A block of data:
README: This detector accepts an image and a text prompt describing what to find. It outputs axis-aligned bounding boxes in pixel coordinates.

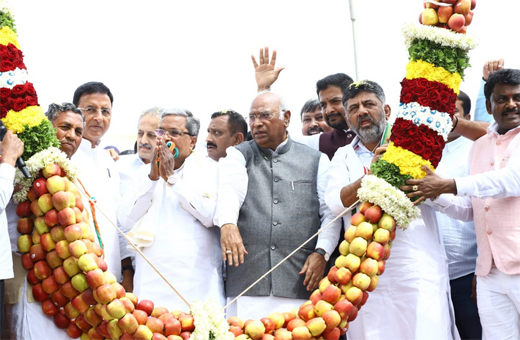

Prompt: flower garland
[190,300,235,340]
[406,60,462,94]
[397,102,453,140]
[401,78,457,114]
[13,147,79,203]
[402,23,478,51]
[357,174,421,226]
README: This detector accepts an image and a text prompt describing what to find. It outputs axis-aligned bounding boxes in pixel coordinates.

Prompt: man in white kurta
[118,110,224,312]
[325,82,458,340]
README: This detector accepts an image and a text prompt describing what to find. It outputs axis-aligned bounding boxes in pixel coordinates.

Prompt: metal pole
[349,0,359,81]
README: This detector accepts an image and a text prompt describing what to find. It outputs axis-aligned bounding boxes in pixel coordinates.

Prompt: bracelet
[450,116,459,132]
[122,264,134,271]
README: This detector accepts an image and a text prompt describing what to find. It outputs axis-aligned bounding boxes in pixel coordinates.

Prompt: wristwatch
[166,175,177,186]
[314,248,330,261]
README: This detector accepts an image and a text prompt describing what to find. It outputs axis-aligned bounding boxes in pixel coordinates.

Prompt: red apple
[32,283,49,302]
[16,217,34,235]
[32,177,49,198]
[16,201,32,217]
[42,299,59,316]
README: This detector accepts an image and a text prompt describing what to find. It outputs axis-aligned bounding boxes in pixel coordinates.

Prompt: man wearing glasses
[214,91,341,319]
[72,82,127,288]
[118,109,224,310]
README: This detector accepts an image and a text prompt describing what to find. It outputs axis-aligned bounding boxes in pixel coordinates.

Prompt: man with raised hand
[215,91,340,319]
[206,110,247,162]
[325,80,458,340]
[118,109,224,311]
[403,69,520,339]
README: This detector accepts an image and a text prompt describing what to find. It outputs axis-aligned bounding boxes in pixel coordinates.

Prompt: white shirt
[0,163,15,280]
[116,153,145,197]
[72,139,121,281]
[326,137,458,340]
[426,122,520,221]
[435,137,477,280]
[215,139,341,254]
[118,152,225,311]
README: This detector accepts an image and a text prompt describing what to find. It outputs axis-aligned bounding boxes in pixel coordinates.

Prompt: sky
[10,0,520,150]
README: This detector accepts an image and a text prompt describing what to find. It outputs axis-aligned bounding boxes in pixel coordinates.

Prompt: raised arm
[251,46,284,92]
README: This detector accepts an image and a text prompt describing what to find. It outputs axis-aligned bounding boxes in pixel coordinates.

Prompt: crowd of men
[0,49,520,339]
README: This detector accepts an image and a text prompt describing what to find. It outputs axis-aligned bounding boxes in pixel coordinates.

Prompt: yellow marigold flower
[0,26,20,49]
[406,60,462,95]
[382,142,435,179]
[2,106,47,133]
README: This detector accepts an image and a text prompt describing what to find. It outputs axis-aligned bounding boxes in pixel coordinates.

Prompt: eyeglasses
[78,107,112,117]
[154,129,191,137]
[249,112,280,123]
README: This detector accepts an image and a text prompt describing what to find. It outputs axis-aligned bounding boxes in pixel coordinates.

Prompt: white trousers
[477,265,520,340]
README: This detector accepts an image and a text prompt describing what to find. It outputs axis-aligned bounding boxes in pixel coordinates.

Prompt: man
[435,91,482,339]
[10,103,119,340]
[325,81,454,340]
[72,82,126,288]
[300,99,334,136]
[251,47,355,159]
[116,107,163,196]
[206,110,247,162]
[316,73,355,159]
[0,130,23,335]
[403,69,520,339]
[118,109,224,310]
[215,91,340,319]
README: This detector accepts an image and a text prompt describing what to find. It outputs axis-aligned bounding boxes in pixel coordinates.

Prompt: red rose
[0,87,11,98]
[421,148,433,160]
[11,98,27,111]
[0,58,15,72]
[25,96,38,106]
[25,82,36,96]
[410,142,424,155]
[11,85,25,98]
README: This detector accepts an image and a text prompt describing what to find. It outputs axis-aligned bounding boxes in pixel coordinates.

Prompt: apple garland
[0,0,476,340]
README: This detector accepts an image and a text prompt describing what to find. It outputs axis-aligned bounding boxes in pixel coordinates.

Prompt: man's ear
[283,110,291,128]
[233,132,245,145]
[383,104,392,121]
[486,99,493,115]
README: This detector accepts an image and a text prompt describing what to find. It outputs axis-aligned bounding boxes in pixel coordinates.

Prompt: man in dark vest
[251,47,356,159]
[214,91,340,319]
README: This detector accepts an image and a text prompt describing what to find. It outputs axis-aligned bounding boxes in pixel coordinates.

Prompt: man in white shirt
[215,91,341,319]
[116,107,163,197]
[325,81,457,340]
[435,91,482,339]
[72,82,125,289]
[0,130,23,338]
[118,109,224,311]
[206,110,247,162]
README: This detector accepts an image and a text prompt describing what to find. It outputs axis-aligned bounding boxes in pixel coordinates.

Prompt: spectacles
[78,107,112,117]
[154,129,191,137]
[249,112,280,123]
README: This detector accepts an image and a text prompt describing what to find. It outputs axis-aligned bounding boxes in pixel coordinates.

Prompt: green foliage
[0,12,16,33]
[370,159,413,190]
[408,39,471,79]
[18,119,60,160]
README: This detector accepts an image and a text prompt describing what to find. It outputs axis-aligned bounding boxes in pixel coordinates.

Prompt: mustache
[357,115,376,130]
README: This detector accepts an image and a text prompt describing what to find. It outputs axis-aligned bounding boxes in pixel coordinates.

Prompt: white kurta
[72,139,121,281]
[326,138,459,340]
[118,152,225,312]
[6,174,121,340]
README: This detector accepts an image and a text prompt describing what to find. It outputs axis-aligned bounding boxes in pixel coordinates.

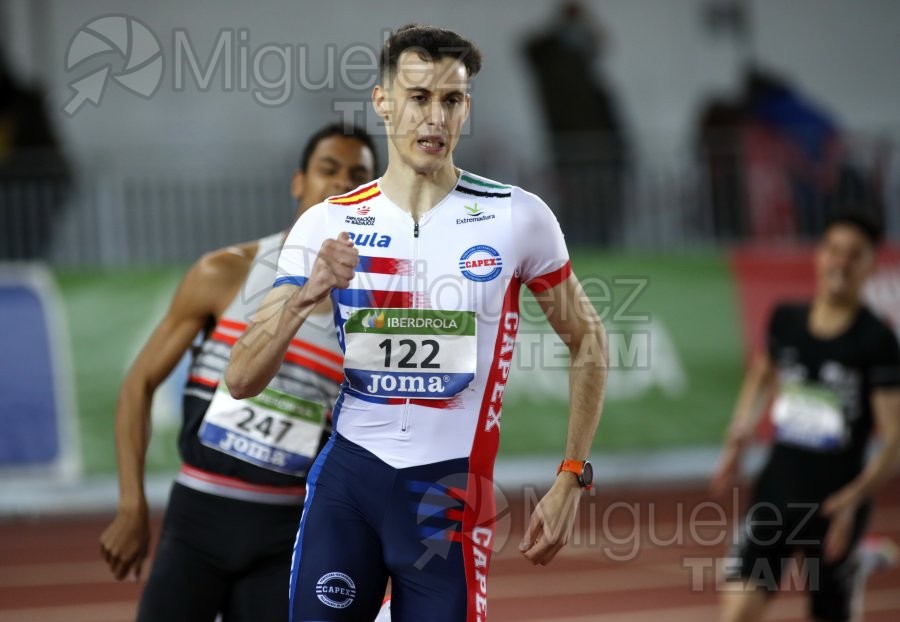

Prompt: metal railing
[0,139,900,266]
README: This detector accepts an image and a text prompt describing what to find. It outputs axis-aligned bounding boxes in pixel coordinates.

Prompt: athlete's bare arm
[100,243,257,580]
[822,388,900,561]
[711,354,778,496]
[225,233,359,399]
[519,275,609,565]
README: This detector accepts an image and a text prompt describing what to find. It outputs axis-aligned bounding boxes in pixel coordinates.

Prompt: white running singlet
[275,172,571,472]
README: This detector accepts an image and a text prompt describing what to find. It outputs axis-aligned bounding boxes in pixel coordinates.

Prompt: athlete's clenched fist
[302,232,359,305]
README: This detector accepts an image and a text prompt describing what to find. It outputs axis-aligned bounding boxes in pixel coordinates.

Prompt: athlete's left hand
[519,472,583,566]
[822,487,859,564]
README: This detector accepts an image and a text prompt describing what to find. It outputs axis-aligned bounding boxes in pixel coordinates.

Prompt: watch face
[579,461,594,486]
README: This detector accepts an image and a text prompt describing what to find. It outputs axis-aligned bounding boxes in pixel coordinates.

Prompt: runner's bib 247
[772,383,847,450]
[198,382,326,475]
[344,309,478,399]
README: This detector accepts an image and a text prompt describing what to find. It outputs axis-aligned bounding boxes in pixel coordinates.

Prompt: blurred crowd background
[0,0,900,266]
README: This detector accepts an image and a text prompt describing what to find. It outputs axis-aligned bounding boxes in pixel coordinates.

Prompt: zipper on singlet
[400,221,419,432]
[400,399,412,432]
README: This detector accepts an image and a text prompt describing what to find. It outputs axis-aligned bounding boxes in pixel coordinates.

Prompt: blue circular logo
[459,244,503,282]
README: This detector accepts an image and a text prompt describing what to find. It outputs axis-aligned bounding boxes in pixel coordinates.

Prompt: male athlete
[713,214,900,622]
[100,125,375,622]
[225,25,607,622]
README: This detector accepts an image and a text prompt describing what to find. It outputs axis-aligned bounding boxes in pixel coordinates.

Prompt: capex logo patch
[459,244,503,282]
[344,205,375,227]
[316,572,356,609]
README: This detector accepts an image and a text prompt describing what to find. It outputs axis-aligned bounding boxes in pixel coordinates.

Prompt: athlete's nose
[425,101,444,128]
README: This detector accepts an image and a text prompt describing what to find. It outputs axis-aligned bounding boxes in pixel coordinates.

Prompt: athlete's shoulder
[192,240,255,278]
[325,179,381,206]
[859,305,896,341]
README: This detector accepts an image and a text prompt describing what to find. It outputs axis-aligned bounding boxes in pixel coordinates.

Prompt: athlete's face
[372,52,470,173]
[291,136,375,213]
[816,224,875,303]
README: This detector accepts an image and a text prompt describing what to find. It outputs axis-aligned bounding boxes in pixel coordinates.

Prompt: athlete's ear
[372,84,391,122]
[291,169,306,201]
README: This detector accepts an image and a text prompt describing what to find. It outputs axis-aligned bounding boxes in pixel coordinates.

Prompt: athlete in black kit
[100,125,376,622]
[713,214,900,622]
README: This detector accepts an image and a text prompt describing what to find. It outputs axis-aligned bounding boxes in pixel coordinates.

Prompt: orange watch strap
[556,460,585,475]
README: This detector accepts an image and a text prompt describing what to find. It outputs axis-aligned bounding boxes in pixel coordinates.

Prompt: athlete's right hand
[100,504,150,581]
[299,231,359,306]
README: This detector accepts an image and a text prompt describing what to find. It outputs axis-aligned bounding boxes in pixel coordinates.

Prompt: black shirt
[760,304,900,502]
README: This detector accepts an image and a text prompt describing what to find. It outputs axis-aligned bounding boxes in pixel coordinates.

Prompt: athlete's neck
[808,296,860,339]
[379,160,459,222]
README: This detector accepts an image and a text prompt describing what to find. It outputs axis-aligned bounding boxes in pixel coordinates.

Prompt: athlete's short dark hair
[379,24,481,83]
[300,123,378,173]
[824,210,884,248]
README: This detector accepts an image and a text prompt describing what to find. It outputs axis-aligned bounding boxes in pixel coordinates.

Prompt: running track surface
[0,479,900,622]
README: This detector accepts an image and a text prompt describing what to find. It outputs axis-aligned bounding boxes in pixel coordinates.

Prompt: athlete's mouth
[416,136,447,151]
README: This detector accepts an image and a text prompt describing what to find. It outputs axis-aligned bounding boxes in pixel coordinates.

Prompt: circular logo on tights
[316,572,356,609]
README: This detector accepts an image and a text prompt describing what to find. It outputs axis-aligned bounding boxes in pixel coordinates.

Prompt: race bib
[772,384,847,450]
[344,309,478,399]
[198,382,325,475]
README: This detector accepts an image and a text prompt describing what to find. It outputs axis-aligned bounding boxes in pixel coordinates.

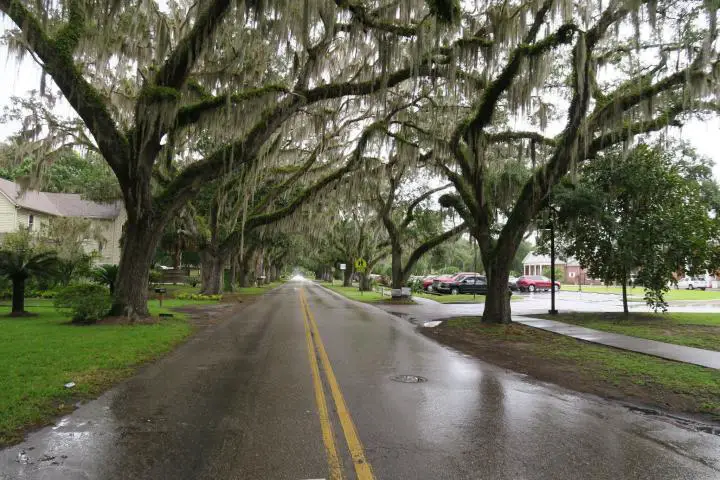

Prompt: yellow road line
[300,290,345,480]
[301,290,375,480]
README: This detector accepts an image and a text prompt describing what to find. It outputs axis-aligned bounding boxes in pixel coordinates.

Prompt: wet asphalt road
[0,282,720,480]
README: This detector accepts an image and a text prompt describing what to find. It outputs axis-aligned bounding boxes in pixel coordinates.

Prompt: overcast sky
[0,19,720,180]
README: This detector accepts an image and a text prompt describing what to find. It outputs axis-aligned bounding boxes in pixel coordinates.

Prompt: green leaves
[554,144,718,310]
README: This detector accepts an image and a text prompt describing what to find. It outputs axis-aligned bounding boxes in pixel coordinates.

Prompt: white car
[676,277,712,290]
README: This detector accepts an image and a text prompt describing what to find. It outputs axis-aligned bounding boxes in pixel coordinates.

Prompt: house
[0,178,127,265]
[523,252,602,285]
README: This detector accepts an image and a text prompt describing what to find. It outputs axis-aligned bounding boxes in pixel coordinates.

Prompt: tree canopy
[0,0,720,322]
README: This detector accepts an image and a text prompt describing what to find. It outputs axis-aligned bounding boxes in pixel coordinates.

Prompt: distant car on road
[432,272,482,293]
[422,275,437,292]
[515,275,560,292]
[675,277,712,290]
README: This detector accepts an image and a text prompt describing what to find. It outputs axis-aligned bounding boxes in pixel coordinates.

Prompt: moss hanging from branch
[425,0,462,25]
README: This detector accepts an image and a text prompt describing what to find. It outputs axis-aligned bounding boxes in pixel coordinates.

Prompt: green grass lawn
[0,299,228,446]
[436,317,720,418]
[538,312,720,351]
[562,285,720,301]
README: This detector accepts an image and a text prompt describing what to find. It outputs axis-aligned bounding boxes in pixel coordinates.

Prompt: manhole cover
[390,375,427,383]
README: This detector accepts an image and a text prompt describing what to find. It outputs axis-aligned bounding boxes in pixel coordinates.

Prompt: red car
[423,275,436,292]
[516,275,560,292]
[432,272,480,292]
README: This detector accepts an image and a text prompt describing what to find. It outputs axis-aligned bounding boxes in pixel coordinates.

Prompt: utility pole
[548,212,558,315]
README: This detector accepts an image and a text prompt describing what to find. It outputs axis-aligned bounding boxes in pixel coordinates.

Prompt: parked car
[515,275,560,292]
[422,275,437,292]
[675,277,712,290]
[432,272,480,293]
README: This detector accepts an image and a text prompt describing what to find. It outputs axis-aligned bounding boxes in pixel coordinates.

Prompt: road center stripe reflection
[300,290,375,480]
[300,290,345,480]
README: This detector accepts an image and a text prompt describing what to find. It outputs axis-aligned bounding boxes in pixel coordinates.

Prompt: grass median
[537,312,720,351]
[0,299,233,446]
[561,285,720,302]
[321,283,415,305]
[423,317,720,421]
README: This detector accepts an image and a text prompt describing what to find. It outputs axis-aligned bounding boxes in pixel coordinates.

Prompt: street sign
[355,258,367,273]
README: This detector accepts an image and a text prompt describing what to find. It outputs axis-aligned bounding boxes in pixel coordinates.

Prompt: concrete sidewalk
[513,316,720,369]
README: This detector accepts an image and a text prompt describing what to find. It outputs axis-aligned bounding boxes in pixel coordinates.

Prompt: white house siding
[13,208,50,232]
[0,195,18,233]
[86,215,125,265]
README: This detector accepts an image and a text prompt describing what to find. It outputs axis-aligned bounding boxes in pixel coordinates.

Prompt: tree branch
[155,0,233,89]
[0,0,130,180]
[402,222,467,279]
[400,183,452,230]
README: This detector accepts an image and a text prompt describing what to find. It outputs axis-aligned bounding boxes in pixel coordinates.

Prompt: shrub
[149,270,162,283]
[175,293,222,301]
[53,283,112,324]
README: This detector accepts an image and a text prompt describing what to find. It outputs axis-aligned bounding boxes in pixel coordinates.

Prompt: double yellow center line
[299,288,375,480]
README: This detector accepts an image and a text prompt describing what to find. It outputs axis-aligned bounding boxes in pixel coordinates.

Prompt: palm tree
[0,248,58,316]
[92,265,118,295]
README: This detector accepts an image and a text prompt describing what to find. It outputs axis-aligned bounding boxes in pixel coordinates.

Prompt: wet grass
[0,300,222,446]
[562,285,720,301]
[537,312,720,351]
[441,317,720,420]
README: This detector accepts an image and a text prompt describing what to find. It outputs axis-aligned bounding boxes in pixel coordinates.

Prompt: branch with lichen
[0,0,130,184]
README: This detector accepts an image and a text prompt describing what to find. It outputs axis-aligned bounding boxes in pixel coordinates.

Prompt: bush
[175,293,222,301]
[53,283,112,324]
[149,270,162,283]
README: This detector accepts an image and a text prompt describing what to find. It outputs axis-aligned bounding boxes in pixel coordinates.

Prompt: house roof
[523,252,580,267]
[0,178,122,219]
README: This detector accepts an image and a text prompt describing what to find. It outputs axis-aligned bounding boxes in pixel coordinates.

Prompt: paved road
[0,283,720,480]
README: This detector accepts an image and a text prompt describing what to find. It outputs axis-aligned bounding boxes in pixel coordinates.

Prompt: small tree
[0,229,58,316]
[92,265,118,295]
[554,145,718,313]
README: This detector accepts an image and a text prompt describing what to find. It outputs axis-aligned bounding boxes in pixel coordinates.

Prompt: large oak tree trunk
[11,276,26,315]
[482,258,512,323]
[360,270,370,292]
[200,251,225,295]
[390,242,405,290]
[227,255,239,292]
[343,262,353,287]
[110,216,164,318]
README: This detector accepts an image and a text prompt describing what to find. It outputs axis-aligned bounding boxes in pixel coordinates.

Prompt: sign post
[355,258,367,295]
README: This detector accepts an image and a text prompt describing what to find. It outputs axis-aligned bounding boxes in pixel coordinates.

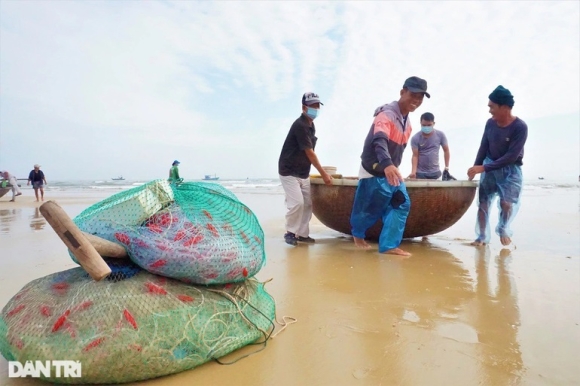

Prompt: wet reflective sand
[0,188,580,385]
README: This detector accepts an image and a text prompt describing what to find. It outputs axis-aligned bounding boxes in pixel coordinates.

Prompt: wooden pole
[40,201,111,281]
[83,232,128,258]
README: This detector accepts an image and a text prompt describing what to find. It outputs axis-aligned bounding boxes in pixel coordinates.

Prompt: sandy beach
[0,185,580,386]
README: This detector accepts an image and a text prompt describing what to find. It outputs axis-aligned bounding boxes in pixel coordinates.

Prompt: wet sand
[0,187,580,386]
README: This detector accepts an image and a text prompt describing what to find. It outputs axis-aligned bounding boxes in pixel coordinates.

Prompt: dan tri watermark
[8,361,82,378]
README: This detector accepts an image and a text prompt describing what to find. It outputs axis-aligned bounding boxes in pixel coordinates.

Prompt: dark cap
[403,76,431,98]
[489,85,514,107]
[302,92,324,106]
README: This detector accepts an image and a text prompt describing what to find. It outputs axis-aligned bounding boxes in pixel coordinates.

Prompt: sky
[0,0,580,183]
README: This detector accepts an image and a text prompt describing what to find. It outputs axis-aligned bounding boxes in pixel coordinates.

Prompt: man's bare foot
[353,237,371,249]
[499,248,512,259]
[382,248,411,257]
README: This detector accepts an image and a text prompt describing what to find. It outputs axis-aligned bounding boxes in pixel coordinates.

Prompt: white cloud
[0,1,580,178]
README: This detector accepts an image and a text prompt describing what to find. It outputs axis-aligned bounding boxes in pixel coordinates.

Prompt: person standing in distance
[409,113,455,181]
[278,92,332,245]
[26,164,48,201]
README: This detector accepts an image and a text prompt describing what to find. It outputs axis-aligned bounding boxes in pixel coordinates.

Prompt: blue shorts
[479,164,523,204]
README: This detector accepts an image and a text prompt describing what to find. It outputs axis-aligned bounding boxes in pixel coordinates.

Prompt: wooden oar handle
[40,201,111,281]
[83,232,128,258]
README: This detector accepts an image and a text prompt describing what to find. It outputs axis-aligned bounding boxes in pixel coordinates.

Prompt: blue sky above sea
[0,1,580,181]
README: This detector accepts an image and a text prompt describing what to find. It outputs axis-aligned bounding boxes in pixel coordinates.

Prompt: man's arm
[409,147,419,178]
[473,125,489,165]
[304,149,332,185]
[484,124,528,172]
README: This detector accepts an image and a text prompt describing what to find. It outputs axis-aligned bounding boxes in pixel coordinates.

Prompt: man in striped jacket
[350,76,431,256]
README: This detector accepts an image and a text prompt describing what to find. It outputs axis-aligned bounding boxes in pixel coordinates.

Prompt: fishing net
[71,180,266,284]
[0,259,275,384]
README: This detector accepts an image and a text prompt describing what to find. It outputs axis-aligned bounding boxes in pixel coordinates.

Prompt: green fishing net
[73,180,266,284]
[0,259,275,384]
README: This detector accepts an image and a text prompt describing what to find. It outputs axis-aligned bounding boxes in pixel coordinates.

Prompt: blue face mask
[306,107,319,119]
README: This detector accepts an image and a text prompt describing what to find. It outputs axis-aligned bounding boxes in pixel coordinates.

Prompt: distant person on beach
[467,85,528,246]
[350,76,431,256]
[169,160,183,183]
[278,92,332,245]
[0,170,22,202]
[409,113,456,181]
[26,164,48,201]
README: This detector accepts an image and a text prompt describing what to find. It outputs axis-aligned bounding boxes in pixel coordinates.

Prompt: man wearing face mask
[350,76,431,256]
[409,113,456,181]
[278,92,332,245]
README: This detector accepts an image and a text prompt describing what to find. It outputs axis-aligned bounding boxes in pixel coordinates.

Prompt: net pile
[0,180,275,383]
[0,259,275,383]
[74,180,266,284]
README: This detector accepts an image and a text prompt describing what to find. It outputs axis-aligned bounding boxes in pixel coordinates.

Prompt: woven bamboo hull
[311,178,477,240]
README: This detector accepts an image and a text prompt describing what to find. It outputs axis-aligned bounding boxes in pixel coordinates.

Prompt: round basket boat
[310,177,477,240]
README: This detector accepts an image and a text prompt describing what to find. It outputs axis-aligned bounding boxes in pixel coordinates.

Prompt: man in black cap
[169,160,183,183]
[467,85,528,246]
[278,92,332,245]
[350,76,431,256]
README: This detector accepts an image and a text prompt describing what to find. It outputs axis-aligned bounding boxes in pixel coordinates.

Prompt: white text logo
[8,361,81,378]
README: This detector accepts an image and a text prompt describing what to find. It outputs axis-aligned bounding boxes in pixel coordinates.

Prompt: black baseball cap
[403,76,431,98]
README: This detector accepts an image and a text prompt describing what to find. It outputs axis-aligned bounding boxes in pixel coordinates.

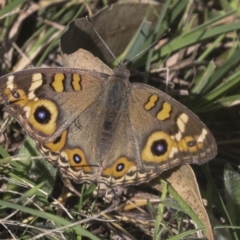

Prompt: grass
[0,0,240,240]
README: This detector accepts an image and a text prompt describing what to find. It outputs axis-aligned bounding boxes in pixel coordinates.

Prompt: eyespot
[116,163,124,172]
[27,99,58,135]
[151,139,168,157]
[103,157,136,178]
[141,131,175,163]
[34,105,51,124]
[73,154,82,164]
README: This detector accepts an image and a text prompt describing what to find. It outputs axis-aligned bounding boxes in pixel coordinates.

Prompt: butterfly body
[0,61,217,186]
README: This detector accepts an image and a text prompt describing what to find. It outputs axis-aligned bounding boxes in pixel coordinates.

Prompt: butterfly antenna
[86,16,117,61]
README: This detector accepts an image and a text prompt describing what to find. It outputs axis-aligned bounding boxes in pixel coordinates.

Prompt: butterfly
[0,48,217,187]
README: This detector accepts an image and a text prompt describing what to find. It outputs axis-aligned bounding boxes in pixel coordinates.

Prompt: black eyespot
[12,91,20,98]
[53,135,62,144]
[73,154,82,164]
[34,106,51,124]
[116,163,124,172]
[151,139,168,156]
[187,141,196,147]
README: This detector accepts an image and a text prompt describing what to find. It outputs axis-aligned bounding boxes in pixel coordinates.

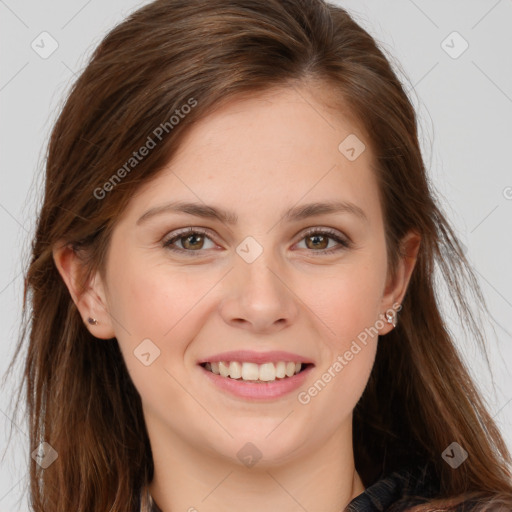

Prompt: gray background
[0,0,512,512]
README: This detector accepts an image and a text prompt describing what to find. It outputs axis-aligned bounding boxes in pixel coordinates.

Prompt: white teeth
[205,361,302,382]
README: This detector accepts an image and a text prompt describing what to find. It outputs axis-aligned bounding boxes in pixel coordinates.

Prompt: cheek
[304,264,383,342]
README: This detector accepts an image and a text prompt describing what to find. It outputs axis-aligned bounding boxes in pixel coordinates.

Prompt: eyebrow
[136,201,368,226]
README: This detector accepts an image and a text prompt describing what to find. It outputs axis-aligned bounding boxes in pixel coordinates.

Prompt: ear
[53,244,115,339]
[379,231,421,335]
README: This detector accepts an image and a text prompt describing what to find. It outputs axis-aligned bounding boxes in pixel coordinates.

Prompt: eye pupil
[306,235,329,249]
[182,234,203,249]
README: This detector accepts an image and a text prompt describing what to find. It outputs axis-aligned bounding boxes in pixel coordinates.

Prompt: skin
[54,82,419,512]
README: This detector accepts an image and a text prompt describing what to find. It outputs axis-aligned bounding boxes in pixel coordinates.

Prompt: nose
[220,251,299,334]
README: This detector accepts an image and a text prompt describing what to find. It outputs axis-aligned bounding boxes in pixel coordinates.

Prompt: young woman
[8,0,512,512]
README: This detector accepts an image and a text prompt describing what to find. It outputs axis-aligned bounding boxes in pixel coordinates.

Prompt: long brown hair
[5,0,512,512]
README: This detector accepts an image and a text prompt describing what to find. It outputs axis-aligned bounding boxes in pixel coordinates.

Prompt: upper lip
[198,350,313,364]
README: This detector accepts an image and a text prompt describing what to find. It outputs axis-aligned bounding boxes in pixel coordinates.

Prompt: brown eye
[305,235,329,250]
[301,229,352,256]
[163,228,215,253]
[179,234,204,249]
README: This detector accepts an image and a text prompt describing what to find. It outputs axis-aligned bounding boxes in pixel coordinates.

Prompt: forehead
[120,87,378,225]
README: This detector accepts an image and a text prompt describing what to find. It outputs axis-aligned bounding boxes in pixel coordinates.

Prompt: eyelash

__YOUR TASK__.
Please state how many lines of the records above contain the word "running", treating uppercase and lowercase as different. Give only the number.

__OUTPUT OF THE TASK__.
2